▶ PROBLEMS TO SOLVE:
(1) Rewrite the sweet potato soup text starting at "Why You're Going" and ending at "a budget-friendly recipe.", with "winter warmer" changed to "cold-weather comfort".
(2) Answer these questions from the sweet potato soup text:
(a) How long does the soup take before it is ready to eat?
(b) How many minutes of preparation does the Pea and Ham Soup recipe need?
(c) In what two ways can the defrosted soup be reheated?
(3) Carry the sweet potato soup text on past its final sentence.

A healthy and nourishing sweet potato soup recipe with the added goodness of carrot and pumpkin. With its smooth texture and sweet flavour undertones, this soup is ready to eat in just 40 minutes... the perfect midweek dinner!
While soup is often considered as an entreé, pairing it with a soft and fluffy homemade bread roll or a veggie smuggling savoury muffin makes it a satisfying main course for lunch or dinner.
Some of my other favourites are Creamy Chicken and Vegetable Soup and my classic Pea and Ham Soup recipe, which takes only 10 minutes to prepare before your slow cooker does the rest!
Why You're Going To Love This Recipe
This winter warmer is full of vegetable goodness. The sweetness, flavour and smooth texture of sweet potato, pumpkin and carrots make this a full-bodied and delicious soup.
- Simple! - You only need basic ingredients, and there is very little preparation involved.
- Budget-friendly - With a mixture of vegetables that have varieties available throughout the year, this is a budget-friendly recipe.
- Perfect for the freezer – This recipe is freezer-friendly, and can be defrosted and reheated in the microwave or on the stove-top.

▶ DATASET CONTENT:
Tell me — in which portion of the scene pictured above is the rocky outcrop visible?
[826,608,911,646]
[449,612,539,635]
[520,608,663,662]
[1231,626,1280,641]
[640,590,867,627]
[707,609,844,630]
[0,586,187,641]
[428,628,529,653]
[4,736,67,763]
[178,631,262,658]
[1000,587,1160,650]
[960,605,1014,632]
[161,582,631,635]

▶ EXPECTED ANSWERS:
(1)
Why You're Going To Love This Recipe
This cold-weather comfort is full of vegetable goodness. The sweetness, flavour and smooth texture of sweet potato, pumpkin and carrots make this a full-bodied and delicious soup.
- Simple! - You only need basic ingredients, and there is very little preparation involved.
- Budget-friendly - With a mixture of vegetables that have varieties available throughout the year, this is a budget-friendly recipe.

(2)
(a) 40 minutes.
(b) 10 minutes.
(c) In the microwave or on the stove-top.

(3)
What You Need
Note: Scroll to the recipe card at the bottom for the ingredients, quantities and full detailed method.
- Butter - In a savoury recipe, using either salted or unsalted butter will be perfectly fine. You can simply adjust your seasoning as needed.
- Minced Garlic - store bought minced or chopped garlic is a great time-saver and can be stored for long periods of time. Mincing fresh garlic in a garlic press produces the best flavour, but if you're pressed for time, store bought minced garlic is completely fine!
- Brown Onion - The most common onions found in supermarkets in Australia, and available all year round. Most recipes call for a medium brown onion without specifying a weight, I recommend approximately 225 grams or there about.
- Carrots - Carrots are another vegetable that is always available, and are therefore a budget friendly and versatile ingredient.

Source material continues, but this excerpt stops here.